* **Passage to read**
^^^^^^^^

In short, parents’ underestimation of the impact early experiences have on babies’ brains and overall development constitutes the “missing first year”—the time when parents need to be most sensitive to how their everyday interactions with their babies are impacting their long-term development. These things matter: how parents care for their babies’ needs and feelings starting from birth is a critical factor in children’s healthy functioning.

Helping parents find the missing year.

The good news is that parents absolutely believe good parenting can be learned and are eager to find more positive strategies. They also feel the weight of the tough job they are doing. The ZERO TO THREE survey found that many parents feel judged by their co-parent and community members, and about half feel they don’t get the support they need when they are stressed. While parents cite their own upbringing as having the strongest influence on the way they themselves parent, and that they often turn to their own moms for advice, many also say they want to do things differently from their parents. This is especially true for fathers.

Of course, parents don’t raise their children in a bubble. There are many stressors, such as financial strain and lack of access to critical supports, which can challenge families. Supporting parents in the job of parenting is surely one of the functions of community. The big stake in this journey is that parents are taking on the incredibly important work of raising the country’s future innovators, thinkers and doers. As parents help lay the bedrock structure in those tiny brains, they are literally building the foundation of the nation’s future. Surely society should do more than pat parents on the back and wish them all the best. Key national policies can help. Here are a few:

  • The gift of time: A national paid family leave policy would give parents the time off from work to become attuned to their babies without adding economic stress. If parents are missing babies’ early capacity of feelings, one reason could be that they have to rush back to work too soon.
  • Easy access to expertise parents can trust: Approaches like Healthy Steps give parents needed support by putting a child development specialist in a place all families go to and trust: the pediatrician’s office.
  • Universal starting point: There is more that unites parents than divides, so models like Welcome Baby in Los Angeles or Durham Connects in North Carolina treat them all equally, starting out with a helpful home visit for all, then winding down as parents gain confidence. Some parents face multiple challenges to raising children and meeting their own needs. In these cases, proven approaches can provide extra support.
  • Early Head Start partners with parents who lack economic resources to help improve their parenting skills and their babies’ positive developmental outcomes. Yet only one in five eligible children are currently served because of funding shortfalls.
  • Home visitors, supported at the federal level by the Maternal, Infant, and Early Childhood Home Visiting program, offer in-home support to families with young children. Research on various models show benefits including improved child development, more positive parenting, reduced incidence of child abuse, and greater economic self-sufficiency.

Too often, society focuses on statistics that discourage us about children’s prospects, such as how many children are already behind when they enter school. But here’s a statistic that inspires hope: in our parent survey, nine out of 10 parents from all backgrounds told us that being a parent is their greatest joy. That intensity of feeling and desire to do the best possible job is the magic ingredient to lay the groundwork for children’s future success. Shouldn’t we do everything possible to support them? The next President and Congress should take on this challenge, so fundamental to our society: help parents find the missing year and give them a parenting edge to nurture healthy, happy children.

^^^^^^^^

* **Tasks for this exercise**
a - According to the passage on parents and the missing first year, what share of eligible children does Early Head Start currently serve?
b - Rewrite the paragraph beginning "The good news is that parents absolutely believe" from the passage on parents and the missing first year as a short bulleted list that keeps its main facts.
c - In the passage on parents and the missing first year, why would a national paid family leave policy help parents?
The lines that come next are taken from a separate source.

Entries drawn from a collection
^^^^^^^^

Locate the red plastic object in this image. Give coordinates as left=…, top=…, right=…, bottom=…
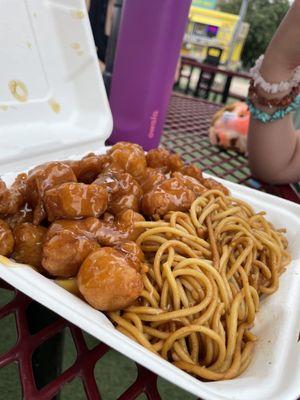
left=0, top=95, right=299, bottom=400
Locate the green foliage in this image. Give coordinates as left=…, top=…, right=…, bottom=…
left=218, top=0, right=290, bottom=68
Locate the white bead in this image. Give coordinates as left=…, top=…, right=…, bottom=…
left=250, top=55, right=300, bottom=94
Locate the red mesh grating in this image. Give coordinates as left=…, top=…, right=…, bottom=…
left=0, top=95, right=297, bottom=400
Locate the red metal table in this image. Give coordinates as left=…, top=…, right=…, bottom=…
left=0, top=95, right=299, bottom=400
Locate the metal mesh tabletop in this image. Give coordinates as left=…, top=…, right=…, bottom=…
left=0, top=95, right=297, bottom=400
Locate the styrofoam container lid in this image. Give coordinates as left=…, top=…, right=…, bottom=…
left=0, top=0, right=112, bottom=174
left=0, top=0, right=300, bottom=400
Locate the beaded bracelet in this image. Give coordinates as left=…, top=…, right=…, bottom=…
left=246, top=95, right=300, bottom=124
left=248, top=79, right=300, bottom=108
left=250, top=55, right=300, bottom=94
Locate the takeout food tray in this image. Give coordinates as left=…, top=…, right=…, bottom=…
left=0, top=169, right=300, bottom=400
left=0, top=0, right=300, bottom=400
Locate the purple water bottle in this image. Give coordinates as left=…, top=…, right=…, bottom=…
left=108, top=0, right=191, bottom=150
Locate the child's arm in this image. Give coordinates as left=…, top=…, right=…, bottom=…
left=248, top=0, right=300, bottom=183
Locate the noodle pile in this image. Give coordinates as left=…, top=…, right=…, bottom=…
left=109, top=190, right=290, bottom=380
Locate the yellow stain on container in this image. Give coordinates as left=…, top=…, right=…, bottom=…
left=70, top=43, right=80, bottom=50
left=70, top=43, right=84, bottom=56
left=48, top=99, right=61, bottom=114
left=71, top=10, right=85, bottom=19
left=0, top=256, right=12, bottom=267
left=8, top=80, right=28, bottom=103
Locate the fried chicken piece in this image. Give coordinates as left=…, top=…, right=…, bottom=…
left=65, top=153, right=109, bottom=183
left=0, top=174, right=27, bottom=215
left=146, top=148, right=184, bottom=173
left=77, top=247, right=143, bottom=311
left=27, top=161, right=77, bottom=225
left=44, top=183, right=108, bottom=222
left=96, top=210, right=145, bottom=246
left=141, top=177, right=196, bottom=218
left=42, top=229, right=100, bottom=278
left=138, top=167, right=166, bottom=193
left=4, top=206, right=33, bottom=229
left=107, top=142, right=147, bottom=178
left=93, top=171, right=143, bottom=215
left=47, top=217, right=101, bottom=240
left=0, top=219, right=15, bottom=256
left=12, top=222, right=47, bottom=268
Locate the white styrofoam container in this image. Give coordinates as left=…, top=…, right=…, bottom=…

^^^^^^^^

* **Numbered responses**
a - Only one in five eligible children are served, because of funding shortfalls.

b -
- Parents believe good parenting can be learned and are eager to find more positive strategies.
- They feel the weight of the hard job they are doing.
- The ZERO TO THREE survey found that many parents feel judged by their co-parent and community members.
- About half feel they lack support when they are stressed.
- Parents name their own upbringing as the strongest influence on their parenting and often turn to their own mothers for advice.
- Many nevertheless want to parent differently from their parents, especially fathers.

c - It would give parents time off from work to become attuned to their babies without adding economic stress. The passage suggests that one reason parents may miss babies' early capacity for feelings is that they have to rush back to work too soon.